--- start STORED RECORDS ---
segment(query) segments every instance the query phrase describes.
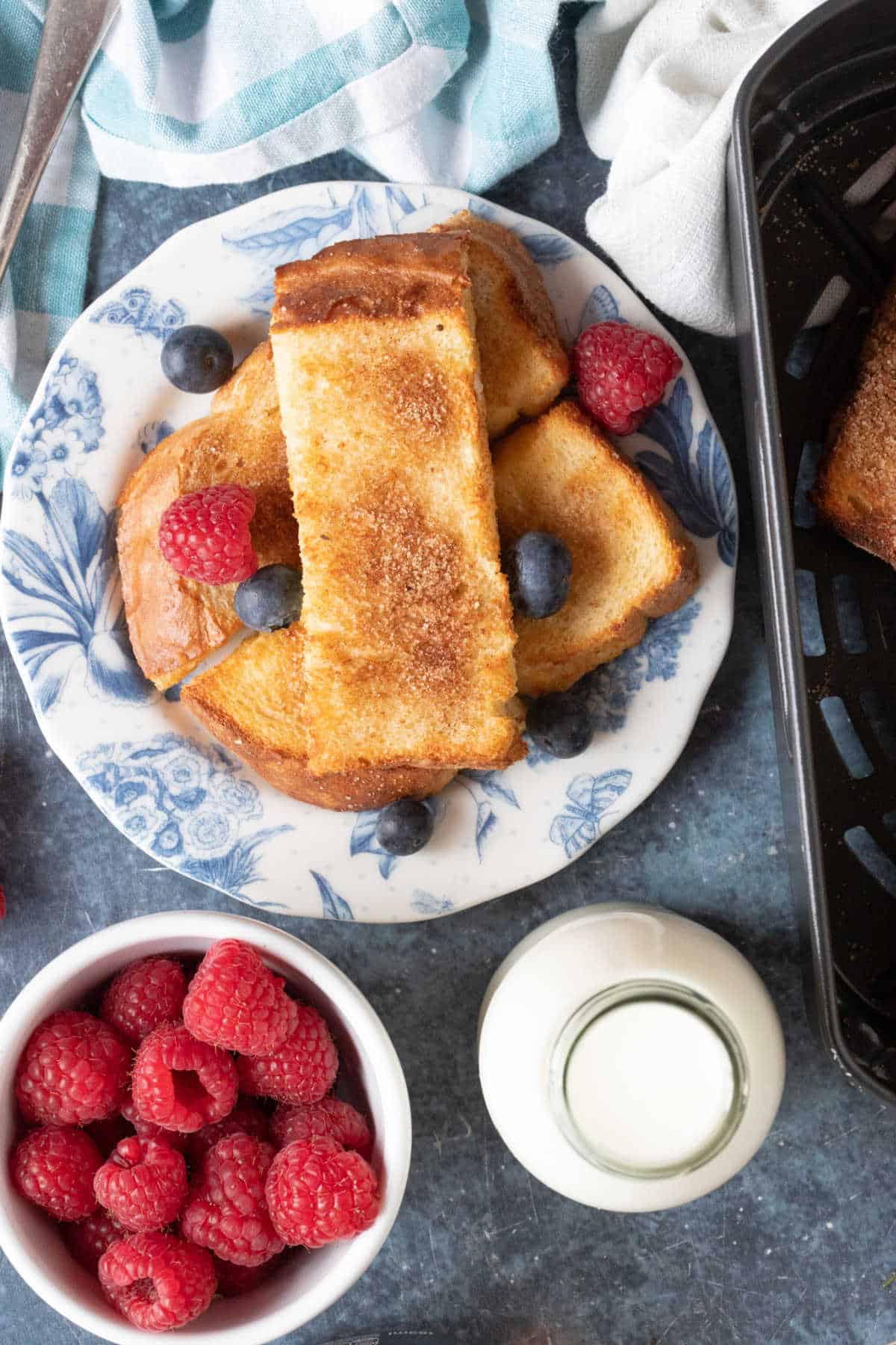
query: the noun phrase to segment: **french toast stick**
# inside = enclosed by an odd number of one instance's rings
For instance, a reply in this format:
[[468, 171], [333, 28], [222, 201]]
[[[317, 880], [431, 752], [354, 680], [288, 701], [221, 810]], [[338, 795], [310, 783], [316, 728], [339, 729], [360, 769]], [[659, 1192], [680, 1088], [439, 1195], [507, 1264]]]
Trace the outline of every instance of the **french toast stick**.
[[462, 210], [431, 233], [463, 239], [473, 282], [489, 438], [539, 416], [570, 381], [570, 360], [541, 273], [502, 225]]
[[396, 767], [310, 773], [302, 716], [302, 643], [298, 621], [282, 631], [250, 635], [184, 687], [181, 705], [269, 784], [318, 808], [357, 812], [443, 790], [453, 771]]
[[258, 346], [215, 393], [212, 412], [164, 438], [118, 498], [118, 566], [128, 631], [140, 667], [160, 690], [173, 686], [240, 628], [235, 584], [184, 578], [159, 550], [165, 508], [223, 483], [255, 492], [250, 523], [261, 565], [298, 565], [298, 533], [279, 429], [270, 346]]
[[525, 755], [474, 321], [457, 238], [336, 243], [277, 270], [314, 775]]
[[576, 402], [513, 430], [494, 453], [501, 542], [537, 529], [572, 553], [570, 594], [553, 616], [516, 616], [520, 691], [564, 691], [643, 639], [700, 574], [693, 543], [643, 473]]

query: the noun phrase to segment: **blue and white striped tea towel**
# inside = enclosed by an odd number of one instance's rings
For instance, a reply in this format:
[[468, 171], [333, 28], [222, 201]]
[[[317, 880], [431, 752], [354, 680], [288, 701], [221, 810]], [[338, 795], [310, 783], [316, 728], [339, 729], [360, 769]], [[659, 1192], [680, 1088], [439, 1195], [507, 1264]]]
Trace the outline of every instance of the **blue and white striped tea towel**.
[[[613, 159], [588, 230], [649, 299], [707, 331], [732, 328], [733, 94], [813, 3], [604, 0], [578, 28], [579, 114], [594, 152]], [[185, 187], [348, 148], [394, 180], [484, 191], [559, 134], [548, 55], [557, 4], [122, 0], [0, 291], [0, 457], [79, 311], [97, 164]], [[0, 182], [42, 5], [0, 0]]]
[[[122, 0], [0, 291], [0, 457], [81, 308], [97, 165], [188, 187], [348, 148], [387, 178], [481, 191], [559, 134], [557, 3]], [[0, 0], [0, 183], [42, 12]]]

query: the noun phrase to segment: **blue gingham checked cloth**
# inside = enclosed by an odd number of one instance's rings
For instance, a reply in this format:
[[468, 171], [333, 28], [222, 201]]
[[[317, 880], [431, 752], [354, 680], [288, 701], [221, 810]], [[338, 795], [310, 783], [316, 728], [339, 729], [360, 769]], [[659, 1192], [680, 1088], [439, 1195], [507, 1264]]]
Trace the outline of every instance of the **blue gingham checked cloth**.
[[[578, 108], [613, 159], [587, 227], [661, 308], [732, 328], [724, 155], [736, 85], [815, 0], [604, 0]], [[484, 191], [555, 143], [559, 0], [122, 0], [0, 289], [0, 457], [81, 311], [99, 172], [246, 182], [336, 149]], [[0, 0], [0, 184], [43, 0]], [[650, 227], [645, 227], [645, 221]], [[15, 475], [15, 463], [12, 464]]]
[[[0, 184], [42, 0], [0, 0]], [[557, 0], [122, 0], [0, 289], [0, 457], [79, 313], [99, 172], [247, 182], [348, 148], [482, 190], [559, 134]], [[13, 464], [15, 467], [15, 464]]]

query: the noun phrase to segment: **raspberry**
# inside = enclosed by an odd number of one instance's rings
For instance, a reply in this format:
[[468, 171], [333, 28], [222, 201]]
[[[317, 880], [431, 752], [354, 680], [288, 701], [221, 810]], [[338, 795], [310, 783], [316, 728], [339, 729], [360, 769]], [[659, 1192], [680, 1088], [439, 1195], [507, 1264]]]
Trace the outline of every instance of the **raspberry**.
[[[124, 1107], [126, 1106], [128, 1103], [124, 1104]], [[120, 1139], [126, 1139], [128, 1135], [133, 1135], [134, 1132], [130, 1120], [124, 1115], [124, 1107], [121, 1116], [109, 1116], [107, 1120], [91, 1120], [85, 1127], [103, 1158], [109, 1157]]]
[[296, 1005], [292, 1037], [270, 1056], [239, 1056], [243, 1092], [277, 1102], [320, 1102], [333, 1087], [339, 1056], [329, 1028], [310, 1005]]
[[31, 1033], [16, 1069], [16, 1100], [26, 1120], [105, 1120], [121, 1107], [129, 1068], [130, 1052], [109, 1024], [63, 1009]]
[[171, 958], [144, 958], [120, 971], [102, 997], [99, 1017], [138, 1046], [153, 1028], [180, 1018], [187, 976]]
[[66, 1245], [74, 1259], [85, 1270], [97, 1274], [97, 1266], [102, 1254], [113, 1243], [128, 1236], [128, 1229], [111, 1217], [105, 1209], [97, 1209], [93, 1215], [79, 1220], [77, 1224], [66, 1227]]
[[[167, 1145], [176, 1149], [179, 1154], [187, 1153], [187, 1145], [189, 1142], [189, 1135], [181, 1135], [179, 1130], [167, 1130], [165, 1126], [157, 1126], [153, 1120], [144, 1120], [142, 1116], [137, 1115], [137, 1108], [134, 1107], [133, 1098], [129, 1098], [121, 1108], [121, 1115], [125, 1122], [128, 1122], [142, 1139], [164, 1139]], [[124, 1135], [120, 1138], [125, 1138]], [[102, 1147], [102, 1145], [99, 1146]], [[114, 1149], [114, 1145], [111, 1146]]]
[[355, 1237], [376, 1219], [379, 1186], [360, 1154], [336, 1139], [296, 1141], [274, 1158], [265, 1184], [274, 1228], [290, 1247]]
[[26, 1200], [70, 1223], [97, 1208], [93, 1178], [101, 1162], [102, 1154], [83, 1130], [42, 1126], [16, 1145], [12, 1181]]
[[296, 1005], [254, 948], [238, 939], [220, 939], [189, 983], [184, 1024], [212, 1046], [270, 1056], [293, 1032]]
[[207, 486], [169, 504], [159, 549], [169, 565], [200, 584], [240, 584], [258, 569], [249, 521], [255, 496], [244, 486]]
[[674, 350], [653, 332], [625, 323], [586, 327], [572, 350], [579, 399], [615, 434], [631, 434], [681, 373]]
[[132, 1135], [98, 1169], [93, 1189], [120, 1224], [152, 1233], [177, 1219], [187, 1198], [187, 1163], [163, 1139]]
[[197, 1167], [212, 1145], [227, 1135], [253, 1135], [254, 1139], [270, 1139], [270, 1126], [267, 1116], [250, 1098], [240, 1098], [223, 1120], [215, 1120], [211, 1126], [203, 1126], [187, 1141], [187, 1157], [193, 1167]]
[[332, 1135], [345, 1149], [355, 1149], [364, 1158], [371, 1157], [373, 1147], [371, 1127], [364, 1116], [340, 1098], [322, 1098], [309, 1107], [281, 1104], [271, 1116], [270, 1128], [278, 1149], [296, 1139], [310, 1139], [312, 1135]]
[[173, 1233], [132, 1233], [99, 1258], [99, 1283], [133, 1326], [171, 1332], [206, 1311], [215, 1267], [207, 1251]]
[[235, 1266], [232, 1262], [222, 1260], [220, 1256], [215, 1256], [212, 1252], [215, 1274], [218, 1275], [218, 1293], [223, 1298], [238, 1298], [240, 1294], [249, 1294], [250, 1290], [258, 1289], [267, 1279], [281, 1259], [282, 1254], [271, 1256], [270, 1260], [262, 1262], [261, 1266]]
[[265, 1204], [265, 1177], [274, 1146], [251, 1135], [227, 1135], [208, 1150], [184, 1212], [180, 1231], [236, 1266], [261, 1266], [283, 1243]]
[[236, 1102], [236, 1069], [224, 1050], [196, 1041], [183, 1022], [167, 1022], [141, 1041], [132, 1096], [137, 1115], [165, 1130], [201, 1130]]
--- end STORED RECORDS ---
WORK TO DO: Reproduce the listing word for word from its first line through the line containing "543], [643, 473]]", including both ends, and omit the picture.

RESULT OF THE TASK:
segment(query) segments every instance the query phrase describes.
query: the noun phrase to segment: **french toast stick**
# inside = enclosed by an odd number of one instance's rings
For instance, a reply in this format:
[[468, 171], [333, 28], [222, 201]]
[[[317, 880], [431, 752], [354, 680], [288, 701], [221, 810]], [[338, 795], [310, 783], [316, 728], [339, 729], [360, 769]], [[659, 1192], [680, 1088], [439, 1195], [507, 1264]]]
Trace the outline of every instance of the **french toast stick**.
[[462, 210], [431, 233], [463, 239], [473, 282], [489, 438], [539, 416], [570, 381], [570, 360], [541, 273], [502, 225]]
[[396, 767], [310, 773], [302, 716], [302, 643], [298, 621], [282, 631], [250, 635], [184, 687], [181, 705], [269, 784], [318, 808], [357, 812], [443, 790], [453, 771]]
[[258, 346], [215, 393], [212, 412], [164, 438], [118, 498], [118, 566], [128, 631], [140, 667], [160, 690], [173, 686], [240, 628], [235, 584], [184, 578], [159, 550], [165, 508], [223, 483], [255, 492], [250, 523], [261, 565], [298, 565], [298, 533], [279, 429], [270, 346]]
[[525, 755], [474, 321], [457, 238], [336, 243], [277, 270], [314, 775]]
[[576, 402], [513, 430], [494, 453], [501, 542], [537, 529], [572, 553], [570, 594], [553, 616], [516, 616], [520, 691], [564, 691], [643, 639], [700, 574], [693, 543], [643, 473]]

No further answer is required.